Please continue the page on Kirkland's BN zoning and the Potala Project from its last entry onward.

**PASSAGE PROVIDED**

■ ■ ■ ■

Below is a list of annotated documents from City of Kirkland files related to BN zones and pertinent to the Potala Project. These provide a history of how unintended changes evolved in density designations due to complex and conflicting documents, policies, maps, codes, amendments and ordinances. The list is in chronological order, so for the most recent developments, scroll down. The most recent breaking news is posted on the home page.
STOP has identified the problem, and it’s a real mess. Now is the time for Kirkland Planners and City Council to fix this before these unintended consequences destroy Kirkland’s landmark waterfront boulevard.
Early History of property:
1977 Downzone & 1979 Legal Settlement with Neighbors
1992 Residential Market Designation
1995 Comprehensive Plan & Ordinance 3481
1997 & 2001 Failure to Implement Zoning – Ordinances 3606 & 3808
2004 Comprehensive Plan & Ordinance 3974
2009 Documents showing that the developer was advised of residential density limits
2010 Developer’s “Substantial Development Permit Application” appears incomplete
2010 Commercial Areas & Residential Market Implementation – Ordinance 4279
2010 Growth Management Act & Shorelines Management Act Requirements – Ordinance 4279
2011 Dec Unintentional Zoning Increase to Unlimited
(“Kirkland Views” has published several well-written articles. See also this February 2, 2012, “Letter to the Editor“.
November 14, 2012: Mediation concluded after at least 5 sessions and more than 30 hours of negotiation. Citizens, City and developer unable to reach a mutually acceptable resolution to the developer’s lawsuit.
November 10, 2012: Citizen group granted “intervenor” status by King County Superior Court. This means that any legal issues raised by the citizens opposed to the Potala development must be included in any settlement discussions regarding the developer’s lawsuit against the City of Kirkland. Click here to view petition.
October 16, 2012: Council votes to extend BN zoning moratorium until end of 2012.
October 8: Mediation talks begin. Additional meetings with two professional mediators, the City and citizens STOP group on October 15 and 16.
October 2, 7:30 PM: Council discusses PC recommendations for zoning changes. “Straw poll” indicates support for uniform density on all Residential Market areas of 36 units per acre. Click here to view the PC letter to the Council.

■ ■ ■ ■

**EXCERPTED DATA**
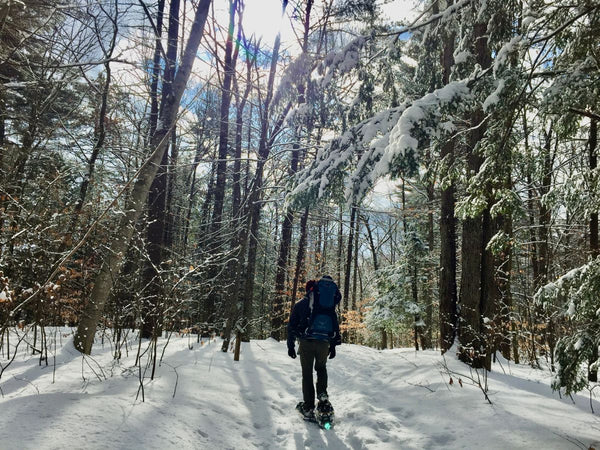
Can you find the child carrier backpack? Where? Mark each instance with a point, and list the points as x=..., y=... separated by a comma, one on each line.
x=322, y=307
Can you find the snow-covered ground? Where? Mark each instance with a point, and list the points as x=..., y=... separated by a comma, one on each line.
x=202, y=399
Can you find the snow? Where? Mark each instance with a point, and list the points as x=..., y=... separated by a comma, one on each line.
x=201, y=398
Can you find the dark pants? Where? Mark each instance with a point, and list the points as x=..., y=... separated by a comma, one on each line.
x=313, y=352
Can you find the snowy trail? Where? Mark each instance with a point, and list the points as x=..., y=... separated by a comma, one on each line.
x=395, y=399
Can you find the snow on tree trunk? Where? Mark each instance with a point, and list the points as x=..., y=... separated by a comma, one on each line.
x=93, y=309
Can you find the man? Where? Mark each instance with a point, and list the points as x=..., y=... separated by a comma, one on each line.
x=315, y=324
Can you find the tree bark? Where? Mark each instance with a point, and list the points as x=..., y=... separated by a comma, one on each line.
x=84, y=337
x=593, y=141
x=447, y=283
x=153, y=306
x=256, y=190
x=476, y=283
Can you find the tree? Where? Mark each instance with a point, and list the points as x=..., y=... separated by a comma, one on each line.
x=84, y=336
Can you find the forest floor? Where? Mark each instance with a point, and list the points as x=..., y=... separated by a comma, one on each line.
x=201, y=399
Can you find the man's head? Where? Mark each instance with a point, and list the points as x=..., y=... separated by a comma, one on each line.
x=310, y=285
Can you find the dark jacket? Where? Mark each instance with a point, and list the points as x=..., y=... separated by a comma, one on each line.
x=299, y=322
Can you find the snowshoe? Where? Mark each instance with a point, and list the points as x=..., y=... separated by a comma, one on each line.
x=324, y=414
x=307, y=414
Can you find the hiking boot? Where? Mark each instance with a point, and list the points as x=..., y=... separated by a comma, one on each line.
x=323, y=397
x=307, y=413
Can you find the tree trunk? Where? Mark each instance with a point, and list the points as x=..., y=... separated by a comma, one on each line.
x=256, y=191
x=84, y=337
x=346, y=296
x=447, y=283
x=152, y=310
x=593, y=141
x=229, y=69
x=477, y=273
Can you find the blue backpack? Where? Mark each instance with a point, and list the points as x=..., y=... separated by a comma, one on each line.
x=322, y=307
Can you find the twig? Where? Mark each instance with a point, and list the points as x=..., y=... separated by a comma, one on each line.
x=27, y=381
x=420, y=385
x=176, y=377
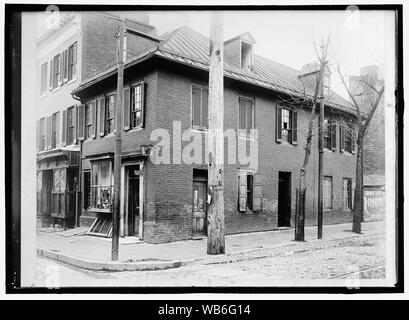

■ ■ ■ ■

**EXERCISE RESPONSE**
September 18, 2012: City Council received the Planning Commission recommendation of 36 units per acre plus design review (but with a zero front setback) for the Potala property. Council found it odd that the similar property on Market Street and Bridle Trails were given a density cap of 24 units per acre, and the BNA zone 18 units per acre. PC Chair Mike Miller, in attempting to explain the difference, called it “simply a gut feeling.” The latter language was promptly cleaned by the Planning Director for public consumption. Two attorneys representing STOP spoke to the Council. The Kirkland Reporter had several letters on the Potala issue in September. Check them out. Letter 1 Letter 2 Letter 3
August, 2012: Planning Commission completes the review of the BN Zones – as requested by the City Council – and recommends both a density cap of 36 units per acre and “Design Review.“ While an improvement, the density remains out of sync with the character of the rest of the neighborhood and the intention of the Comprehensive Plan. Interestingly, the Market Street Corridor was capped at 24 units per acre, with no pending request or citizen input. STOP believes a similar cap should be applied to the BN zones, of which Potala is one.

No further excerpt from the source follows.